====== Trecho citado ======

Assim como médicos não comemoram a morte, advogado não vibra com prisão. Afinal, liberdade é como antibiótico. Qualquer país democrático, contudo, possui mecanismos para conter infratores. A modernidade surge com a rejeição da barbárie. Quer dizer: a liberdade não é ilimitada.
O caso da tentativa de golpe ocorrido no país deixou de ser discutível. Afinal, são mais de 500 réus já condenados definitivamente. Agora só resta saber a responsabilidade de personagens como Jair Bolsonaro. Ocorre que, ao lado desse processo do 8 de janeiro, o ex-presidente se envolveu em novos imbróglios jurídicos, em conjuminação com seu filho Eduardo —quem, com orgulho e fanfarra, conspira contra seu próprio país a ponto de dizer, à la Shakespeare, que "se tudo der errado, pelo menos nós estaremos vingados". O "nós", para ele, são "os Bolsonaros".
Resultado: como diz o ditado, de tanto ir ao moinho, a raposa perde o focinho. Foi o que aconteceu com Jair: depois de coagir com Eduardo, inclusive com apoio financeiro, teve contra si a decisão de usar tornozeleira eletrônica e outras medidas substitutivas de prisão. Já saiu, então, no lucro.
Tal decisão foi referendada pelo colegiado da Primeira Turma do Supremo Tribunal Federal. Pode-se dizer que o ministro Alexandre de Moraes coloca a prisão preventiva em segundo plano, preferindo apostar em medidas menos graves —por isso, a prisão domiciliar. Vejamos: a prisão, à luz da Constituição, é sempre a última medida. Por isso, a lei processual traz outras medidas menos graves do que a prisão, como recolhimento de passaporte, restrições de circulação etc. E o ideal, nessa perspectiva, é que, antes da decretação de uma prisão preventiva, sejam impostas medidas menos duras, porque a regra é a liberdade.
Sendo isso verdadeiro —e o é—, Bolsonaro já está na terceira chance: primeiro, o passaporte apreendido; segundo, a tornozeleira; e, terceiro, a prisão domiciliar em sua confortável residência em Brasília. Livrou-se da preventiva.
Ou seja, o controle em relação a ele —com o intuito de evitar uma sempre indesejável prisão preventiva— está escalonando. Sobre o descumprimento da cautelar que demandou esse maior rigor, dúvida não há: as medidas cautelares impostas a Bolsonaro previam a proibição de utilização de redes sociais, inclusive por intermédio de terceiros, e a impossibilidade de sair de casa aos finais de semana. O que ele fez e o que aconteceu? Burlou a decisão, como se não houvesse proibições.

====== Excertos das entradas ======

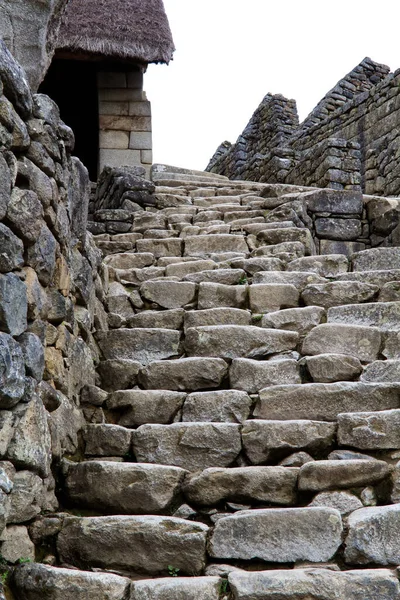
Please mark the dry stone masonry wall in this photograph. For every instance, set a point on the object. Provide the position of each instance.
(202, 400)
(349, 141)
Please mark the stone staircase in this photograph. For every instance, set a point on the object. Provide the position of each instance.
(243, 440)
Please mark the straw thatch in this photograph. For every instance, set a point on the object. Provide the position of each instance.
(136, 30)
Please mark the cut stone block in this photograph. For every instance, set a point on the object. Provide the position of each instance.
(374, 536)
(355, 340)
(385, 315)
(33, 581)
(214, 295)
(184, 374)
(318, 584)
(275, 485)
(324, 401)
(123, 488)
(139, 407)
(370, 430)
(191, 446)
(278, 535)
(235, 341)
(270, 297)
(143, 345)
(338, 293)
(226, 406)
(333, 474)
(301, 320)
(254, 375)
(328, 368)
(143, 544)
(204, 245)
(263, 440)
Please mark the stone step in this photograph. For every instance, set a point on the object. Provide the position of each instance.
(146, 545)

======
====== Excertos das entradas ======

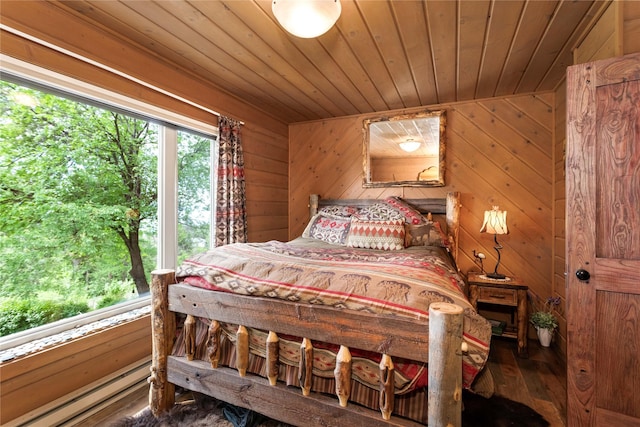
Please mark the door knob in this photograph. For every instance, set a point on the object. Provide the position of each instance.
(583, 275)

======

■ **Tarefas a realizar**:
1. Responda, com base no trecho citado:
(a) Quantos réus já foram condenados definitivamente no caso da tentativa de golpe?
(b) Que colegiado referendou a decisão contra Bolsonaro?
(c) Que proibições as medidas cautelares impostas a Bolsonaro previam?
2. Transcreva do trecho citado a passagem que vai de "O caso da tentativa" até "então, no lucro.", sem nenhuma alteração.

■ **Respostas**:
1.
(a) Mais de 500 réus.
(b) A Primeira Turma do Supremo Tribunal Federal.
(c) A proibição de usar redes sociais, inclusive por intermédio de terceiros, e a impossibilidade de sair de casa aos finais de semana.

2.
O caso da tentativa de golpe ocorrido no país deixou de ser discutível. Afinal, são mais de 500 réus já condenados definitivamente. Agora só resta saber a responsabilidade de personagens como Jair Bolsonaro. Ocorre que, ao lado desse processo do 8 de janeiro, o ex-presidente se envolveu em novos imbróglios jurídicos, em conjuminação com seu filho Eduardo —quem, com orgulho e fanfarra, conspira contra seu próprio país a ponto de dizer, à la Shakespeare, que "se tudo der errado, pelo menos nós estaremos vingados". O "nós", para ele, são "os Bolsonaros".
Resultado: como diz o ditado, de tanto ir ao moinho, a raposa perde o focinho. Foi o que aconteceu com Jair: depois de coagir com Eduardo, inclusive com apoio financeiro, teve contra si a decisão de usar tornozeleira eletrônica e outras medidas substitutivas de prisão. Já saiu, então, no lucro.